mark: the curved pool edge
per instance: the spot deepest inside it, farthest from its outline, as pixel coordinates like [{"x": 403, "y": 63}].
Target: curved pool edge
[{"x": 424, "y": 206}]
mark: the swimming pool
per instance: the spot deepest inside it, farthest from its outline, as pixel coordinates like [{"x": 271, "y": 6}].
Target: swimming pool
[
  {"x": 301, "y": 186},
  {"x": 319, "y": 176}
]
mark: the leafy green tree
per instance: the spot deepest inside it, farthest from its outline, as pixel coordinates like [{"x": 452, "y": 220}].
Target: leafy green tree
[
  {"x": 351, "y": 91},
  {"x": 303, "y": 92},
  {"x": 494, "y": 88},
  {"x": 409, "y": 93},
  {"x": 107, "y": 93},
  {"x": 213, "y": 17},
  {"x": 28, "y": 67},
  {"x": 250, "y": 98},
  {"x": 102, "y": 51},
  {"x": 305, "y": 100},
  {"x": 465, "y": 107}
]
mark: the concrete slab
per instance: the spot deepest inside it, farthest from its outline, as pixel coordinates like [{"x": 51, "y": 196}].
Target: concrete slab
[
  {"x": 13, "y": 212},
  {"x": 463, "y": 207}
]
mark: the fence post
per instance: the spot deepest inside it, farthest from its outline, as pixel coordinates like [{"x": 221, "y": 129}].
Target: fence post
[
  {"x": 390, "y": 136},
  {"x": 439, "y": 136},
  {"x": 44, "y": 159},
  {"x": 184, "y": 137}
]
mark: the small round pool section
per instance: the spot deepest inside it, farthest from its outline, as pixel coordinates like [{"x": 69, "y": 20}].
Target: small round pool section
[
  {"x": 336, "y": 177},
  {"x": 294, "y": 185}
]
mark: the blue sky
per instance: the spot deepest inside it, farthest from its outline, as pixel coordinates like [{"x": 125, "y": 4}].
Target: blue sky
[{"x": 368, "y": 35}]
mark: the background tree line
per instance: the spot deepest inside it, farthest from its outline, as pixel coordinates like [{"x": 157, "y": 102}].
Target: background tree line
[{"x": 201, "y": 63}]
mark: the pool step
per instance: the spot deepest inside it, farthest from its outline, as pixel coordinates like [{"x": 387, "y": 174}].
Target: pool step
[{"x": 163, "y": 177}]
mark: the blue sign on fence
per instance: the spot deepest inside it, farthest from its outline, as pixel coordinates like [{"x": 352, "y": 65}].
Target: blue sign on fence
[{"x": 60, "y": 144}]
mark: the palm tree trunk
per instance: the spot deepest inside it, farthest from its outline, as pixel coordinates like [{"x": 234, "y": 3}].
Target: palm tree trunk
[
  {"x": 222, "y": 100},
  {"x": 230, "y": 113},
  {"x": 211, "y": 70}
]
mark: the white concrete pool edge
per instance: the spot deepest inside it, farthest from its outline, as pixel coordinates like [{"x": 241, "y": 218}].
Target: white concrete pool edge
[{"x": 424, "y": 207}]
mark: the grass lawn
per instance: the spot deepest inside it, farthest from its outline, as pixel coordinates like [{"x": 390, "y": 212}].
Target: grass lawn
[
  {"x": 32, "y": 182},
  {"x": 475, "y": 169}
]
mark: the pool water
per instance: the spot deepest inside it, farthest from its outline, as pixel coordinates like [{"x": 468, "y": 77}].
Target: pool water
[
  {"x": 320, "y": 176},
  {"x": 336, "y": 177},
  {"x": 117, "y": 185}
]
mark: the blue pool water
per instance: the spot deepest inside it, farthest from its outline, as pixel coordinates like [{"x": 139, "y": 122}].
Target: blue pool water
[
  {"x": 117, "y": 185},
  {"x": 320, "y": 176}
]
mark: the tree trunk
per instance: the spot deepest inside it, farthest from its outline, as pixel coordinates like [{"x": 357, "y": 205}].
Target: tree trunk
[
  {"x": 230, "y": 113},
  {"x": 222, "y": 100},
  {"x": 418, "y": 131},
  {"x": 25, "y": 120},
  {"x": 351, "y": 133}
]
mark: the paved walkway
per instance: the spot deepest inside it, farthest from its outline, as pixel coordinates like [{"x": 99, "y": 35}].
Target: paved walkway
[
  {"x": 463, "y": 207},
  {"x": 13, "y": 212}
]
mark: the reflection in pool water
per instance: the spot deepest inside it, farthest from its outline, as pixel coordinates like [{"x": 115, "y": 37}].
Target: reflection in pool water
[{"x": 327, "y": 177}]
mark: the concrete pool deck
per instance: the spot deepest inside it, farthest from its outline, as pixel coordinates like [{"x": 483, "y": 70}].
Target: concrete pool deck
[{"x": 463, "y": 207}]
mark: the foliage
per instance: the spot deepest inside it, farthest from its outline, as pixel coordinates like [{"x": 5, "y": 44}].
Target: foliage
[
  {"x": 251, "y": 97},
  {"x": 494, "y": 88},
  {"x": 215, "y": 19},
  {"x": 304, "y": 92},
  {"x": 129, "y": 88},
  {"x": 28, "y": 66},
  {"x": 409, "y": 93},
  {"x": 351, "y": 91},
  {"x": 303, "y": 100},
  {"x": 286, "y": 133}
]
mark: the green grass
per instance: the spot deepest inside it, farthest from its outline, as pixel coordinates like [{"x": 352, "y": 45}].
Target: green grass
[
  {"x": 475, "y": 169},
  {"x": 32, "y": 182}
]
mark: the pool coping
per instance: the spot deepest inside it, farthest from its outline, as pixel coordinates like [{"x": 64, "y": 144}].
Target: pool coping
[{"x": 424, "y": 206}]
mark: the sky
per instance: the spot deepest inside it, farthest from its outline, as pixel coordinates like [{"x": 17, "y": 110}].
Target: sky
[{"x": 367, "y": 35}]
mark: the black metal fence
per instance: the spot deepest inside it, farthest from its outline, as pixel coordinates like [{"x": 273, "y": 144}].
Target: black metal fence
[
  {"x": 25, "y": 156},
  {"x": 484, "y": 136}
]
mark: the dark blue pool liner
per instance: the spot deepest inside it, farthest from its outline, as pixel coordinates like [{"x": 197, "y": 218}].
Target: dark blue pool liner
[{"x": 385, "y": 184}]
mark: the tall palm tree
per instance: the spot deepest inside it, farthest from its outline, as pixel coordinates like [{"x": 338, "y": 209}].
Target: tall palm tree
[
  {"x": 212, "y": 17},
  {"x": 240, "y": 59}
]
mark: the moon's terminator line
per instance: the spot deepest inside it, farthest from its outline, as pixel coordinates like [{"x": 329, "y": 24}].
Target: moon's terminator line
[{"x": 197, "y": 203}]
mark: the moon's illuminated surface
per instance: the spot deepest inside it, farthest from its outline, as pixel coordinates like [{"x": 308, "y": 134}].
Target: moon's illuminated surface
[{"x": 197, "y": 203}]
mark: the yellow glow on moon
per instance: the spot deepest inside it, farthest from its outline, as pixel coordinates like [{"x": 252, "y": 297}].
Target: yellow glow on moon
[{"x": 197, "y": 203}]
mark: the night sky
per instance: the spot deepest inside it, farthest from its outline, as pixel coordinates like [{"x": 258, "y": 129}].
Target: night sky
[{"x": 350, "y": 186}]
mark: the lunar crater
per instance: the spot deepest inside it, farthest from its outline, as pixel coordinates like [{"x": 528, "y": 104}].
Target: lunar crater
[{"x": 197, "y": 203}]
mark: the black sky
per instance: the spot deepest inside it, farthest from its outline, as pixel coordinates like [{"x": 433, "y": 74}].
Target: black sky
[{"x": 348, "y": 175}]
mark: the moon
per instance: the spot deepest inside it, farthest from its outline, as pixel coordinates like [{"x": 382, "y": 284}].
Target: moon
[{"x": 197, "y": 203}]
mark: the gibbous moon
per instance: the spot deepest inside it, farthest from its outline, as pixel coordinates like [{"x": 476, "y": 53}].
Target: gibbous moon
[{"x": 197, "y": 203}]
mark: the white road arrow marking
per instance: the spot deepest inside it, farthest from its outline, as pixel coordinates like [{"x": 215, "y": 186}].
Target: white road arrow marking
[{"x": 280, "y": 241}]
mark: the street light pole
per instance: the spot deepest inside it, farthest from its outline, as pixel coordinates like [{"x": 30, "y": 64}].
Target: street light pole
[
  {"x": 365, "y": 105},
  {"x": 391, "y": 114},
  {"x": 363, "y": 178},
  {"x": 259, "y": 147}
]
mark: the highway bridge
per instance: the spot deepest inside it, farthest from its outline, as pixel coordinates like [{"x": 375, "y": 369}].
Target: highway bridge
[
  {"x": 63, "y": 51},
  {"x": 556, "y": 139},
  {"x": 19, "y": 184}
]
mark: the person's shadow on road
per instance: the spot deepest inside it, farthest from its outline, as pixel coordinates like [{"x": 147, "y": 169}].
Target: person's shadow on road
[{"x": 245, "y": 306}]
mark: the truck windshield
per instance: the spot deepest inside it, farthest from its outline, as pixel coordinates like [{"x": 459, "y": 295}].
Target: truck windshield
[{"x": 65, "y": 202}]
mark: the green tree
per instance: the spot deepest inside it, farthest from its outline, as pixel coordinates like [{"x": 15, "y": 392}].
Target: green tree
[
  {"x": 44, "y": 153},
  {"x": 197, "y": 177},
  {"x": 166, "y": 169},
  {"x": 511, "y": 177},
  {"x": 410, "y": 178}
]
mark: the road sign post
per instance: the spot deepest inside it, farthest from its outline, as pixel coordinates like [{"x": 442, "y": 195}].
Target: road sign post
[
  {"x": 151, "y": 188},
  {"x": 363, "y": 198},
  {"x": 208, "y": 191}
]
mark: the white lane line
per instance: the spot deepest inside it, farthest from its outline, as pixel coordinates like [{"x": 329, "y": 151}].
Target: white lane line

(What to do) Reproduce word for word the part of the material that opens with the line containing "mark: the white lane line" and closes with the final line of the material, both ends included.

(Problem solution)
mark: the white lane line
per instance: the spot deepest inside it, farthest from its outline, as pixel coordinates like [{"x": 329, "y": 151}].
Target: white lane line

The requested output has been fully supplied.